Transcribe the lines of the records starting with the one that has "jeans and provide bounding boxes." in it and ending with the last, and transcribe nothing else.

[Collected data entries]
▼
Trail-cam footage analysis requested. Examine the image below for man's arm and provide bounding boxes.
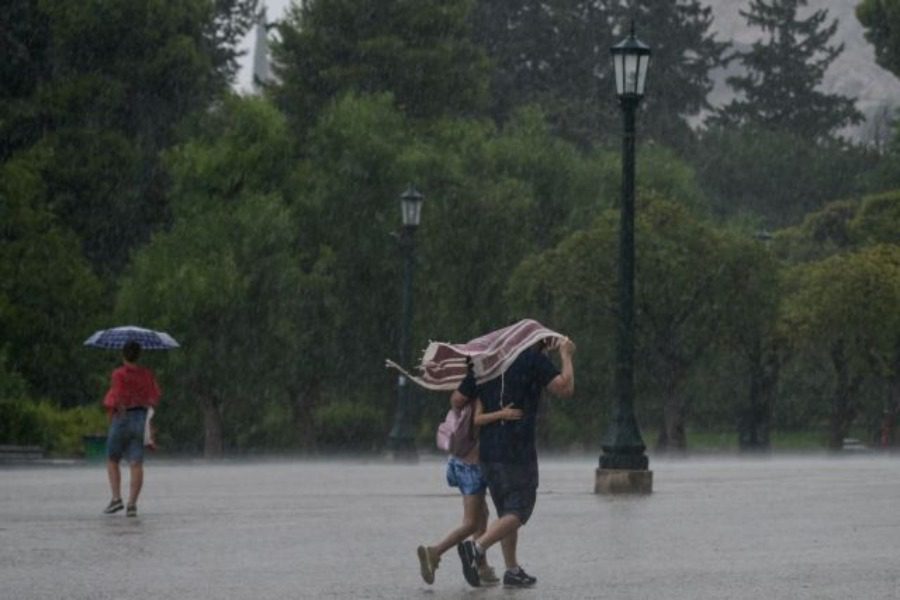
[547,338,575,398]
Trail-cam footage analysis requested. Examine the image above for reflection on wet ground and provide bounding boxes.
[0,456,900,600]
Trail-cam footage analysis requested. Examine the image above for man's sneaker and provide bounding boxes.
[478,565,500,585]
[503,567,537,587]
[416,546,441,585]
[456,540,481,587]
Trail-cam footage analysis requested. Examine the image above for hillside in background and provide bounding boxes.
[704,0,900,142]
[235,0,900,142]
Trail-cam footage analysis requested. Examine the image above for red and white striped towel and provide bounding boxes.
[386,319,565,390]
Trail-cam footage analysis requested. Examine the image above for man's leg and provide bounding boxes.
[475,514,522,559]
[500,530,519,571]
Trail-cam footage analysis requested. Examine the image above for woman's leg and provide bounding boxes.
[431,494,487,556]
[106,458,122,500]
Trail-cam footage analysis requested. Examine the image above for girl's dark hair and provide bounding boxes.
[122,340,141,362]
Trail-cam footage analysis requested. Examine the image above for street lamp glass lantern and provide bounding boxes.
[400,184,425,227]
[609,23,650,99]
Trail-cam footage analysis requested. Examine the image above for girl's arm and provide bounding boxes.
[472,398,522,427]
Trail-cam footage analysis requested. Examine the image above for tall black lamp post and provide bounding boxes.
[594,23,653,493]
[388,184,425,461]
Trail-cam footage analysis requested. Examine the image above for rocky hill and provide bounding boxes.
[704,0,900,142]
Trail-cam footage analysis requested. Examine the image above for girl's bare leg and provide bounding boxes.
[431,494,487,556]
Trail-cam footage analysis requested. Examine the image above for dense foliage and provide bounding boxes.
[0,0,900,457]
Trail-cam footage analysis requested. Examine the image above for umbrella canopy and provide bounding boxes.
[84,325,179,350]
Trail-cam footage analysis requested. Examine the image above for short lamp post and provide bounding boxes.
[388,184,425,462]
[594,23,653,493]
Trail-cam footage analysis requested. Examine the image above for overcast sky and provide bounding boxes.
[235,0,291,92]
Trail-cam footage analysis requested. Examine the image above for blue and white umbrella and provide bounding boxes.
[84,325,179,350]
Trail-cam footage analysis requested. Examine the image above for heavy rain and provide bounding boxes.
[0,0,900,600]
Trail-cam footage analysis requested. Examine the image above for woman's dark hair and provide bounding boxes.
[122,340,141,362]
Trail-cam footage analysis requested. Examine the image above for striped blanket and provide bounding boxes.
[386,319,565,390]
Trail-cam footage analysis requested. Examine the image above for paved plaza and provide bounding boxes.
[0,455,900,600]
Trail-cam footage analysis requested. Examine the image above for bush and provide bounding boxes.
[0,400,106,456]
[314,401,385,452]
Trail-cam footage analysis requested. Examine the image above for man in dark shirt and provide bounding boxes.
[458,338,575,587]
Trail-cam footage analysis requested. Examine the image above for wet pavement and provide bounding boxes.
[0,455,900,600]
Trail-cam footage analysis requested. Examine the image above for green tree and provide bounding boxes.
[117,98,328,457]
[473,0,728,147]
[780,245,900,450]
[0,158,102,406]
[715,0,862,141]
[508,194,757,450]
[272,0,487,133]
[0,0,256,276]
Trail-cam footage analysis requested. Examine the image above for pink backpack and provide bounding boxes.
[435,402,478,457]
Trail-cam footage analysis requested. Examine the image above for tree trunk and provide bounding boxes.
[200,394,225,458]
[292,379,321,452]
[828,342,862,451]
[656,366,687,453]
[738,342,781,452]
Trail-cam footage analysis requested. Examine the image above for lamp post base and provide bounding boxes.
[594,468,653,494]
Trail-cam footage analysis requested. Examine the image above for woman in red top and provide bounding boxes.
[103,342,160,517]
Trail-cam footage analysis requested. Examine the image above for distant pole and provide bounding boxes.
[388,185,424,462]
[594,23,653,493]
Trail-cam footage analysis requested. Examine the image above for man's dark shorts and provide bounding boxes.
[481,462,538,525]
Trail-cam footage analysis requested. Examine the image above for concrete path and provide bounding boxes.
[0,456,900,600]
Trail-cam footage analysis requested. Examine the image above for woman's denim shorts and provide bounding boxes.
[447,456,487,496]
[106,409,147,464]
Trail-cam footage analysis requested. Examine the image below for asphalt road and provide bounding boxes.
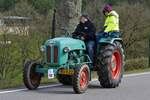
[0,72,150,100]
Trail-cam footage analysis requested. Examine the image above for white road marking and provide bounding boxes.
[0,72,150,94]
[0,84,62,94]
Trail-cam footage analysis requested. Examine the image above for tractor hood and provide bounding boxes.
[43,37,86,65]
[45,37,86,50]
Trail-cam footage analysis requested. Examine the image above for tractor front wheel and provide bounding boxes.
[57,74,72,85]
[23,61,42,90]
[72,64,90,94]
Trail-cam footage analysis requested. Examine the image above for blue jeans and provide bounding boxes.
[86,41,95,62]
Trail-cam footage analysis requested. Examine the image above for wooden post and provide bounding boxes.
[148,34,150,67]
[51,9,56,38]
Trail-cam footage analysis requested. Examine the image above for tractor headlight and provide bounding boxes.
[40,46,45,52]
[63,47,70,53]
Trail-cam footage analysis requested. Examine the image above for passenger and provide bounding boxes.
[72,14,96,62]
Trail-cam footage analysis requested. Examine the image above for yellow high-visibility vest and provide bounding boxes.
[104,11,119,33]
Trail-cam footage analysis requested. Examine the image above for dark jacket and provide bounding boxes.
[73,20,96,41]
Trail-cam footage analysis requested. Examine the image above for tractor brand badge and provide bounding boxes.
[84,27,88,30]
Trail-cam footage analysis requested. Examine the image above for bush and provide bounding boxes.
[125,57,148,71]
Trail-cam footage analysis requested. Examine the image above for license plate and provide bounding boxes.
[48,69,54,79]
[59,69,74,75]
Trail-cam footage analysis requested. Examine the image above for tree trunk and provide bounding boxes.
[56,0,82,34]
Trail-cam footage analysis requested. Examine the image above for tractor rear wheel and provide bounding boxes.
[57,74,72,85]
[97,42,125,88]
[72,64,90,94]
[23,61,42,90]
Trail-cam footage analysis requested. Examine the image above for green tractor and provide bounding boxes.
[23,31,124,94]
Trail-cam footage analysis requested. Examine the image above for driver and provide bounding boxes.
[72,14,96,62]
▲
*RESPONSE TO THE TASK:*
Trail-cam footage analysis requested. Examine the image above for blue jeans and provide bounding boxes.
[86,41,95,62]
Trail-cam footage analysis requested. Examine the image above for wooden post and provide bounding boxes.
[148,34,150,67]
[51,9,56,38]
Trail-cam footage analysis requested. Examine the image above for tractor headlight and provide bounding boxes.
[40,46,45,52]
[63,47,70,53]
Trail-cam footage analysis requested. Examine the image above for passenger and provide bounding boxes.
[72,14,96,62]
Trail-cam footage analysis requested. Examine the image above for yellow high-visibility vest and provide bounding boxes.
[104,11,119,33]
Trail-cam footage analysis requested. Examine the image above for dark jacket and provide bounding boxes.
[73,20,96,41]
Trail-cam footage analysis requested. Examine the image above for tractor brand badge and provide bounding boxes.
[84,27,88,30]
Trail-cam footage analysis requested. Examine the image above for bush and provide bounding boxes.
[125,57,148,71]
Trail-cam footage analysis requested. Examine the image above for license plate and provide bounding boxes.
[48,69,54,79]
[59,69,74,75]
Trail-cam footage analysis requested. Examine the image above for tree trunk and provide bounding boxes.
[56,0,82,34]
Trail-cam footage analysis requested. Examine the image above for tractor rear wheel and provide bounding boxes.
[57,74,72,85]
[97,42,125,88]
[72,64,90,94]
[23,61,42,90]
Trail-cam footage analysis requested. Examine the image above for green tractor and provide bounding boxes.
[23,31,124,94]
Trail-cam footage analysis requested. Examine the image above for driver and provide bounding boxes.
[72,14,96,62]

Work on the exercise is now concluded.